_WRITTEN INSTRUCTION_: Set down, in full, every record in the block.

[Source records]
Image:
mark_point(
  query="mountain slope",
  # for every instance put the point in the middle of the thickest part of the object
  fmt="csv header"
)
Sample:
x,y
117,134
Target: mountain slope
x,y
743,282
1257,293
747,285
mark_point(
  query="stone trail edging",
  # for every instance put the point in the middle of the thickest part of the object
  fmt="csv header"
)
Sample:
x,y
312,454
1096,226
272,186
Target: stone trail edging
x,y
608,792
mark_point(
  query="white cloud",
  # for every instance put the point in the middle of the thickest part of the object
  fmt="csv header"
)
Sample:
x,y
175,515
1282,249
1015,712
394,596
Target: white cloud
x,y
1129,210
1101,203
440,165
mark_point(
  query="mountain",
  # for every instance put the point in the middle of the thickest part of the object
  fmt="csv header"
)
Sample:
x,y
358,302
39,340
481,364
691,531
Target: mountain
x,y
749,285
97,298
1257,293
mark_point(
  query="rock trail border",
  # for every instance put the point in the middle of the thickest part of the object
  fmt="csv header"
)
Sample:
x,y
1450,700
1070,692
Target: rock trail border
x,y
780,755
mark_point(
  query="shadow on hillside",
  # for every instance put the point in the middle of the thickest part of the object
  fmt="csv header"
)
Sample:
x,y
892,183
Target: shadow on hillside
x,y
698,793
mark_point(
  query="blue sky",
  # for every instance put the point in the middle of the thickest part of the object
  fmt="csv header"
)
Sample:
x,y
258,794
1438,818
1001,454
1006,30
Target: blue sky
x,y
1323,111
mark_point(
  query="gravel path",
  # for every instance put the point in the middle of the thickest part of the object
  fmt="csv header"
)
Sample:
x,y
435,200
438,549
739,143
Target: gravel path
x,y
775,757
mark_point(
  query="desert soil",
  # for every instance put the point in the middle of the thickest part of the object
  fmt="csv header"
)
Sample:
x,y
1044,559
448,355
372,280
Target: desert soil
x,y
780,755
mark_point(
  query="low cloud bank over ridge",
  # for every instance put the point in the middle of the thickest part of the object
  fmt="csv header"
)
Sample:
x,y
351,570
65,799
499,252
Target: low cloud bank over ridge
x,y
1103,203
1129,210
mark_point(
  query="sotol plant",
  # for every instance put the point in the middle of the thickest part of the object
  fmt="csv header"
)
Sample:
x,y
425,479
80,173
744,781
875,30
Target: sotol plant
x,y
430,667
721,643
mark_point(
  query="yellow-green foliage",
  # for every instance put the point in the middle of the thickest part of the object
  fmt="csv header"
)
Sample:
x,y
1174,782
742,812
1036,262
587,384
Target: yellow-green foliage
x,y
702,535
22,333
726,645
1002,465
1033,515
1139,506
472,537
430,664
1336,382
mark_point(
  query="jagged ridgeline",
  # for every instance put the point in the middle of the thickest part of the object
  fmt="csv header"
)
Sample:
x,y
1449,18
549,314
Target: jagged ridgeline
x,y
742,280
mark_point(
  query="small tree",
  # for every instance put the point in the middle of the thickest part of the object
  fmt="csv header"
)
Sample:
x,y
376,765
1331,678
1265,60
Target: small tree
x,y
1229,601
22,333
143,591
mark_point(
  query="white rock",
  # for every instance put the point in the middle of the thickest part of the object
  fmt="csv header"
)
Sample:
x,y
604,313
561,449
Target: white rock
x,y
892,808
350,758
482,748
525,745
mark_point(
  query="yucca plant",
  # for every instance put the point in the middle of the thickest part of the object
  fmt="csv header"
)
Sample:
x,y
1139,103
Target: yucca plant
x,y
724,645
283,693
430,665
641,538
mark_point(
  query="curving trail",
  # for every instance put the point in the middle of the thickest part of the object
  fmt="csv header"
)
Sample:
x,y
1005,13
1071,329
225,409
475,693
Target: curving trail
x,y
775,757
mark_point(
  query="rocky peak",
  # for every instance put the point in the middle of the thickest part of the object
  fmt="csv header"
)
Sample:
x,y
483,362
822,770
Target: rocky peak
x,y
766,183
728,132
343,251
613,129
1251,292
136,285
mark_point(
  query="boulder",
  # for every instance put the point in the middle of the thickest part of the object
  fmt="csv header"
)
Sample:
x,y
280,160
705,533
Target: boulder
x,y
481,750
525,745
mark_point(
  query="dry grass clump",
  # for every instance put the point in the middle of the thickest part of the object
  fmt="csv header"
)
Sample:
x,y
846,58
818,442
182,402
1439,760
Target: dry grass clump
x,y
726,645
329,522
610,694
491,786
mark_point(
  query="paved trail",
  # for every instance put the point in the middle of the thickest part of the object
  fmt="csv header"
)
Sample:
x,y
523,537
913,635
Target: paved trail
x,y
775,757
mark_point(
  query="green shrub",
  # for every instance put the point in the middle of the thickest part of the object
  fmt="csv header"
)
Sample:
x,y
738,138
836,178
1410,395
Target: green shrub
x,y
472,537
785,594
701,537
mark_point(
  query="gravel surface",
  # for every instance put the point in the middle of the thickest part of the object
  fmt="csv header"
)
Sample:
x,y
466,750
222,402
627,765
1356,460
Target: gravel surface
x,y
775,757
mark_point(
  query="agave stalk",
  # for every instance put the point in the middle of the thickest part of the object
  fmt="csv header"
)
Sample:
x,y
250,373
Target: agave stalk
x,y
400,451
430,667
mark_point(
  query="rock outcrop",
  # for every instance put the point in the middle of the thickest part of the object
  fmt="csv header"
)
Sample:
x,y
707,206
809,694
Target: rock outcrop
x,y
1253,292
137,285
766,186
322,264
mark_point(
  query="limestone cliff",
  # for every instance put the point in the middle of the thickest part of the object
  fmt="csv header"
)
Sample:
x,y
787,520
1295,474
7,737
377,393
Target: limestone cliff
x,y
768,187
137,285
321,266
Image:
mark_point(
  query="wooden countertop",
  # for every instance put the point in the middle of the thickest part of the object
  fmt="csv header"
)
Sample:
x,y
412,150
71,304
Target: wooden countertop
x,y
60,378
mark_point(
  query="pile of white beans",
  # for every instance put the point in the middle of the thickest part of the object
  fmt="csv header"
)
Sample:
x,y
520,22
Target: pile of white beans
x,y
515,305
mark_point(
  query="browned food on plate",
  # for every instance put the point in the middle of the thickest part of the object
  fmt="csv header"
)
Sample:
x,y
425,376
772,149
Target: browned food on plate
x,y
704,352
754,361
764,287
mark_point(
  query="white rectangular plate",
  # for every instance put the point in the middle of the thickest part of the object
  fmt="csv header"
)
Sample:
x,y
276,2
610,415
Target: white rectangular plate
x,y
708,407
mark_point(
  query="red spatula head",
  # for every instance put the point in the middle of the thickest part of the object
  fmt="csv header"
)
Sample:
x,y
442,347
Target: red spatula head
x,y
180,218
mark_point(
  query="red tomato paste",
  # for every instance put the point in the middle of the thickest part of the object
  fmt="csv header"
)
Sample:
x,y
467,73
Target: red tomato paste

_RESULT_:
Image:
mark_point(
  query="mountain slope",
  # for every instance put the point in the middle of the thickest part of the object
  fmt="csv header"
)
Sample:
x,y
117,134
Target: mountain slope
x,y
743,282
1257,293
747,285
mark_point(
  query="stone trail edging",
  # for every instance put the point in the middle of the thickest part of the object
  fmt="csv header"
)
Sample:
x,y
312,454
1096,226
272,186
Target: stone trail edging
x,y
608,792
mark_point(
  query="white cloud",
  # for every instance put the point in the middle of the thickest part of the object
  fmt="csv header"
)
Sample:
x,y
175,515
1282,249
1015,712
394,596
Target: white cloud
x,y
1129,210
1101,203
440,165
mark_point(
  query="mountain",
  # for every instance put the point in the middle of the thickest part of the object
  fmt="csv header"
)
Sample:
x,y
358,302
39,340
481,364
691,531
Target: mountain
x,y
749,285
97,298
1257,293
mark_point(
  query="rock trail border",
  # for every instance put the point in the middle of the thickest part of the object
  fmt="csv header"
)
Sample:
x,y
1450,700
1070,692
Target: rock trail border
x,y
780,755
mark_point(
  query="shadow on hillside",
  # for every instance put the point in the middle of the thickest part of the object
  fmt="csv header"
)
Sample:
x,y
892,183
Target: shadow on hillside
x,y
698,793
mark_point(
  query="blue sky",
  # for every instance put the point in the middle of the thickest part of the object
  fmt="csv header"
)
Sample:
x,y
258,794
1438,818
1001,454
1006,30
Target: blue sky
x,y
1323,111
mark_point(
  query="gravel path",
  # for every instance put the point in the middle of the thickest part of the object
  fmt="csv header"
)
Sample:
x,y
435,200
438,549
739,143
Target: gravel path
x,y
775,757
mark_point(
  query="desert soil",
  # for every instance put the point in the middle of the thickest part of the object
  fmt="csv header"
)
Sample:
x,y
1044,559
448,355
372,280
Target: desert soil
x,y
780,755
mark_point(
  query="low cloud bank over ridge",
  # for every instance put the point in the middle of the thickest part of the object
  fmt="csv header"
)
Sample:
x,y
351,570
65,799
499,252
Target: low cloud bank over ridge
x,y
1103,203
1129,210
mark_point(
  query="sotol plant",
  # for every instance put the point in the middle of the thickest part of the object
  fmt="csv header"
)
Sample:
x,y
425,479
80,173
744,781
875,30
Target: sotol plant
x,y
430,667
721,643
mark_point(
  query="yellow-green foliage",
  # for every instance put the point in the middle of the thickest part of the object
  fmt="csv header"
)
Sample:
x,y
1174,782
742,812
1036,262
587,384
Target: yellow-green foliage
x,y
702,535
22,333
726,645
1002,465
1033,515
1139,506
472,537
430,664
1336,382
mark_point(
  query="jagged ridgeline",
  # for every instance put the point in the middle of the thickest part of the object
  fmt="csv header"
)
Sample:
x,y
1449,18
549,314
Target: jagged ridgeline
x,y
742,280
mark_point(
  query="small tree",
  # for every instance put the point in the middle of the thickest part of the object
  fmt="csv header"
)
Sample:
x,y
376,765
1331,678
1265,60
Target: small tree
x,y
1229,601
22,333
143,591
mark_point(
  query="white rock",
  # for every instance put the point in the middle of the thickest part of the object
  fmt="csv header"
)
Sample:
x,y
604,313
561,449
Target: white rock
x,y
892,808
350,758
482,748
525,745
mark_point(
  query="yucca plant",
  # for every instance put the point in the middle of the thickest part of the object
  fmt="csv header"
)
Sample:
x,y
1139,103
Target: yucca plant
x,y
724,645
283,693
430,665
641,538
mark_point(
  query="curving trail",
  # for every instance put the point in the middle of the thickest part of the object
  fmt="csv header"
)
Sample:
x,y
1005,13
1071,329
225,409
475,693
Target: curving trail
x,y
775,757
mark_point(
  query="rocky peak",
  # for every instance put the point in the middle of the thickest part of the object
  fmt="csv header"
)
Sample:
x,y
483,362
822,770
Target: rocky peak
x,y
766,183
728,132
343,251
613,129
1251,292
136,285
mark_point(
  query="boulder",
  # for every instance put the point in the middle of the thickest part of the object
  fmt="csv header"
)
Sample:
x,y
280,160
705,533
Target: boulder
x,y
481,750
525,745
mark_point(
  query="dry grass clump",
  # for every instance put the point in the middle of the thickest part of the object
  fmt="csv header"
)
Sample:
x,y
846,58
818,442
182,402
1439,760
Target: dry grass clump
x,y
726,645
329,522
610,694
491,786
mark_point(
  query="paved trail",
  # for every instance put the point in the middle of the thickest part of the object
  fmt="csv header"
)
Sample:
x,y
523,537
913,635
Target: paved trail
x,y
775,757
mark_point(
  query="green shrub",
  # for every instance put the point in the middle of the thickest part of the object
  fmt="csv header"
)
Sample:
x,y
738,138
836,178
1410,395
Target: green shrub
x,y
472,537
785,594
701,537
mark_point(
  query="gravel surface",
  # for every instance put the point in the middle of the thickest part of the object
  fmt="csv header"
)
Sample:
x,y
466,750
222,402
627,765
1356,460
Target: gravel surface
x,y
775,757
mark_point(
  query="agave stalk",
  # for every instance put the point in the middle of the thickest part of the object
  fmt="csv header"
)
Sample:
x,y
250,373
Target: agave stalk
x,y
400,451
430,667
mark_point(
  query="rock outcrop",
  # for every instance put the point in the middle of the thickest part of the object
  fmt="csv header"
)
Sample:
x,y
707,206
809,694
Target: rock outcrop
x,y
1253,292
137,285
766,186
322,264
mark_point(
  query="limestone cliff",
  # for every instance put the point in the middle of the thickest part of the object
  fmt="csv header"
)
Sample:
x,y
787,520
1295,474
7,737
377,393
Target: limestone cliff
x,y
768,187
137,285
321,266
Image:
mark_point(
  query="wooden countertop",
  # for every instance put the point in the middle of the thickest part of the object
  fmt="csv header"
)
Sample:
x,y
412,150
71,304
Target: wooden countertop
x,y
60,378
mark_point(
  query="pile of white beans",
  # for every instance put the point in the middle of the thickest part of the object
  fmt="csv header"
)
Sample:
x,y
520,22
Target: pile of white beans
x,y
515,305
mark_point(
  query="browned food on plate",
  # for every instance put the point in the middle of the thickest part of the object
  fmt="csv header"
)
Sample:
x,y
425,376
772,149
Target: browned food on plate
x,y
704,352
754,361
764,287
mark_point(
  query="white rectangular plate",
  # for every instance put the point in the middle of the thickest part of the object
  fmt="csv header"
)
Sample:
x,y
276,2
610,415
Target: white rectangular plate
x,y
708,407
mark_point(
  query="red spatula head",
  # for every instance put the point in the middle of the thickest part of the object
  fmt="csv header"
)
Sample:
x,y
442,347
Target: red spatula head
x,y
180,218
mark_point(
  query="red tomato paste",
  # for every instance put the point in the middle of the thickest part of the object
  fmt="csv header"
)
Sample:
x,y
467,73
Target: red tomato paste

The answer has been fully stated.